■ **The request**:
Each line below should be reproduced without any alteration.

Lines of data:
# # # # # # #

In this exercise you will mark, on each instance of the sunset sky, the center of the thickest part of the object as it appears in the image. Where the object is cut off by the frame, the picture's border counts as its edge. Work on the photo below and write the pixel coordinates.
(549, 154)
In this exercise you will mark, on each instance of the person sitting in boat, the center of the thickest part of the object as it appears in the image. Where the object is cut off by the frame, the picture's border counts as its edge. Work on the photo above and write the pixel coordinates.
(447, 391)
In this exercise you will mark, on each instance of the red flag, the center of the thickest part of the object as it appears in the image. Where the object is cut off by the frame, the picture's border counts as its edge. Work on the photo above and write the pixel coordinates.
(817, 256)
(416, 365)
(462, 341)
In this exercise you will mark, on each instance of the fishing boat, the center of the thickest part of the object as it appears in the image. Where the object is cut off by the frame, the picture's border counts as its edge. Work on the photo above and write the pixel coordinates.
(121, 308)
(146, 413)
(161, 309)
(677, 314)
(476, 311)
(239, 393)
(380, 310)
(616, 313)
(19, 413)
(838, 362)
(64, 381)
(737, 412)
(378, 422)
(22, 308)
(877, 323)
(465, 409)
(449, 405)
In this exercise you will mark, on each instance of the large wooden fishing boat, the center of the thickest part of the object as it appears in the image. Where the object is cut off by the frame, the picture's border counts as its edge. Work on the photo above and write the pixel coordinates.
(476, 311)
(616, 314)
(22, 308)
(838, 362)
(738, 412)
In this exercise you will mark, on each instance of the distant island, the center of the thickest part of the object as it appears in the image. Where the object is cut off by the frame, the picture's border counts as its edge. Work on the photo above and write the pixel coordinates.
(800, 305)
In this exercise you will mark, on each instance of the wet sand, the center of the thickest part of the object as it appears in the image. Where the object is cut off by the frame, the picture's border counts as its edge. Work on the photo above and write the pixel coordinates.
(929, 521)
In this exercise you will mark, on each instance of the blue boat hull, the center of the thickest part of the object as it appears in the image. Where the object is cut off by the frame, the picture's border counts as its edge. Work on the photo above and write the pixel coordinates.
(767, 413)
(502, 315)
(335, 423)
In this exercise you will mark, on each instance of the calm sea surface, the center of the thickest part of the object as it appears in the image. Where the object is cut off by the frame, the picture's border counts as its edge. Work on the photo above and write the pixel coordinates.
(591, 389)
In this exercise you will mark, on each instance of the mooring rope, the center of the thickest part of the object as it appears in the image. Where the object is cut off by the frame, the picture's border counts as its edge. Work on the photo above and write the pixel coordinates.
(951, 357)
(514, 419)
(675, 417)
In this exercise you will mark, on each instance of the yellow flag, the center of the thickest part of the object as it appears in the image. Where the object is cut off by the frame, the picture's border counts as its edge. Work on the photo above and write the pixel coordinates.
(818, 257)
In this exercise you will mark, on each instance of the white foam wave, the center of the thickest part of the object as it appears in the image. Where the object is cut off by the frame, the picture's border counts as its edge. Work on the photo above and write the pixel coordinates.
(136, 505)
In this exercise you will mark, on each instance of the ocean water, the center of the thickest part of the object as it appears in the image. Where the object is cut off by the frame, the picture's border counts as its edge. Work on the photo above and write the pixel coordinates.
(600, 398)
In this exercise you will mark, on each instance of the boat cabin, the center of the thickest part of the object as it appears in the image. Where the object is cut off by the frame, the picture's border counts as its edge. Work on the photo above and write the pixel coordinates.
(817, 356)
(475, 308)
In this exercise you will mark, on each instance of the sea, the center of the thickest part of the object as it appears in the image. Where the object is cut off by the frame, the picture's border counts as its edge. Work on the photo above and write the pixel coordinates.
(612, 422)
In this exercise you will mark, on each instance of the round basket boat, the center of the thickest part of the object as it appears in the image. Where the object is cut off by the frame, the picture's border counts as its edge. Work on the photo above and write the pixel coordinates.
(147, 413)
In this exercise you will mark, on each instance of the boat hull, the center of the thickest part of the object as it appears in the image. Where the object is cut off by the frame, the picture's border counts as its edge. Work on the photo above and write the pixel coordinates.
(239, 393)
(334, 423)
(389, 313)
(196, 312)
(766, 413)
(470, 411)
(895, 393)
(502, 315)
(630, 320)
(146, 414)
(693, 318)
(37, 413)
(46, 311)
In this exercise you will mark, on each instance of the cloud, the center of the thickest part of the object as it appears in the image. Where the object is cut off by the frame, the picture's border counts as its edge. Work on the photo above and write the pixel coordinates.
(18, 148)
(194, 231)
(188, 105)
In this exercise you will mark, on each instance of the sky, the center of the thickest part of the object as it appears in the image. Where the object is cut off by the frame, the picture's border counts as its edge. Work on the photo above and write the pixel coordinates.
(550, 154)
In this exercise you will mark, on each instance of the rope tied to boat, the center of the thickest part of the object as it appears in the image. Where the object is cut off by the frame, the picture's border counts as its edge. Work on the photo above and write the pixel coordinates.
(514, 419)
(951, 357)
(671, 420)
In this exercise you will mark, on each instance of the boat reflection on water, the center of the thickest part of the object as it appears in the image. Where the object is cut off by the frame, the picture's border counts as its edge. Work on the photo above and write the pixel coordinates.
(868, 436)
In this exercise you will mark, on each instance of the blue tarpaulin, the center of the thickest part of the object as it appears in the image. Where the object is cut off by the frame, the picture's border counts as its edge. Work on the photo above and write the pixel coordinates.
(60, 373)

# # # # # # #

■ **Finished answer**:
In this exercise you will mark, on each instance of the sunset sky, the center of the thickest part of the object as it appears in the image. Where the object is cut off by the frame, the picture's border counts as its edge. Work on the photo below and write the pixel coordinates.
(549, 154)
In this exercise you will mark, on each instance of the person sitting in boat, the center of the thickest part of the object as it appears in the image. Where the object is cut off by the frame, the picture's border counts as its edge. Work on the photo above and write the pixel coordinates.
(447, 391)
In this exercise you will mark, on each instance of the red flag, the center of the thickest part of the object as it appears in the image. Where the object is cut off by the frame, the picture's border counts as its edge. Work on the photo above and write the pixel coordinates.
(817, 256)
(416, 365)
(462, 341)
In this exercise you will mark, on each instance of the fishing boat, the center of the thickest part of the object as it appears in the image. Where the object is cut off by the frame, the picture's border counts as its edge. Work on the photo above and write the pixel coordinates.
(121, 308)
(146, 413)
(161, 309)
(677, 314)
(476, 311)
(239, 393)
(380, 310)
(616, 313)
(19, 413)
(838, 362)
(64, 381)
(737, 412)
(378, 422)
(22, 308)
(877, 323)
(465, 409)
(449, 405)
In this exercise you will mark, on each instance of the large wooden fishing boat, the center of the thickest part of the object as it appears in the image. Where the object is cut off by the frame, the picture's border counts as its edge. Work on the photo above and write the pixel coordinates.
(476, 311)
(616, 314)
(22, 308)
(838, 362)
(738, 412)
In this exercise you will mark, on each instance of the distant island, the center of the thickest part of the object as it appears in the image. Where the object is cut off by the frame, the picture's border counts as its edge. Work on the photo above and write the pixel coordinates.
(800, 305)
In this exercise you will mark, on each instance of the wet sand, the center of the thickest part of the object as it appears in the image. Where the object is cut off by the frame, the picture's border counts as its edge. Work on the photo above and write the pixel coordinates.
(929, 521)
In this exercise you will mark, on each instance of the blue boat hull, the center of the thickest part of the object as it appears in the image. Where the object is cut off by the frame, the picture's border counts as its edge. Work on the photo above and write the pixel coordinates.
(767, 413)
(502, 315)
(335, 423)
In this exercise you will mark, on each instance of the calm sea surface, the center of the thickest part of the object as it appears in the image. Where the object is cut off by the frame, the picture's border counts as its edge. Work on the photo above and write the pixel coordinates.
(591, 389)
In this exercise you will mark, on each instance of the mooring rope, the center of the thickest part of the object as it appears in the image. Where the object is cut off by the frame, the picture's border counts as its edge. Work on the photo above and write the pixel coordinates.
(951, 357)
(514, 419)
(675, 417)
In this exercise you will mark, on each instance of the yellow flag, the center of the thickest part of the object as it appears in the image. Where the object is cut off by the frame, the picture's border counts as its edge. Work on the photo above and write the pixel coordinates.
(818, 257)
In this exercise you will mark, on each instance of the white foam wave, the center of the thickest part of the object as it appears in the image. Where the object is cut off by the frame, the picture's border counts as its edge. Work on the photo above and write the pixel coordinates.
(136, 505)
In this exercise you will mark, on each instance of the ocean water, the center of the thickest part of the object as it appears in the image. Where the object is cut off by the frame, the picture's border counts as its edge. Work on the photo above and write the pixel coordinates.
(600, 398)
In this exercise you will mark, on each instance of the boat cabin, the center of the thickest part of the object as it appears in the image. Where the object is cut off by the frame, the picture's border counts as its edge. Work on the photo above and write the pixel coordinates.
(817, 356)
(475, 308)
In this exercise you will mark, on each instance of the sea, the center of the thickest part of the object as it appears in the image. Where the object is cut off by the frame, the picture's border counts as its edge. Work on the photo above and write the pixel coordinates.
(612, 422)
In this exercise you will mark, on each instance of the round basket boat, the center of the thickest part of the object as it appears in the image. Where the object is cut off by the frame, the picture's border counts as its edge. Work on the photo above and write the pixel coordinates.
(147, 413)
In this exercise you will mark, on each instance of the boat hull, the center of the thickest part of the object as it appears in the image. Where the object is cut off by the frame, the picture's border counts as its edge. Work on the photo above and write the pixel coordinates.
(239, 393)
(334, 423)
(389, 313)
(196, 312)
(766, 413)
(470, 411)
(895, 393)
(502, 315)
(630, 320)
(146, 414)
(693, 318)
(37, 413)
(46, 311)
In this exercise you will mark, on each instance of the cloud, the center of the thickest part of the object as it appears in the image. Where the object is cut off by the frame, the picture's border counts as its edge. Work on the photo above and write the pixel coordinates.
(18, 148)
(194, 231)
(188, 105)
In this exercise you will mark, on each instance of the sky, the center of the thickest part of the object as it appears in the image. Where the object is cut off by the frame, the picture's border counts as its edge. Work on the photo above and write the pixel coordinates.
(550, 154)
In this exercise you will mark, on each instance of the rope tied to boat, the center of the thickest part of the object as it appears in the image. Where the object is cut off by the frame, the picture's border counts as its edge. Work on the photo above and write the pixel coordinates.
(514, 419)
(951, 357)
(671, 420)
In this exercise you will mark, on each instance of the boat reflection on water, the center of the thickest part of the object as it appears in the image. Where the object is cut off by the frame, the picture's border counts as its edge. Work on the photo above and write the pixel coordinates.
(868, 436)
In this exercise you will mark, on each instance of the blue tarpaulin, the center of the thickest part of the object as it appears in the image. Where the object is cut off by the frame, the picture's border counts as its edge. Work on the photo above and write the pixel coordinates.
(60, 373)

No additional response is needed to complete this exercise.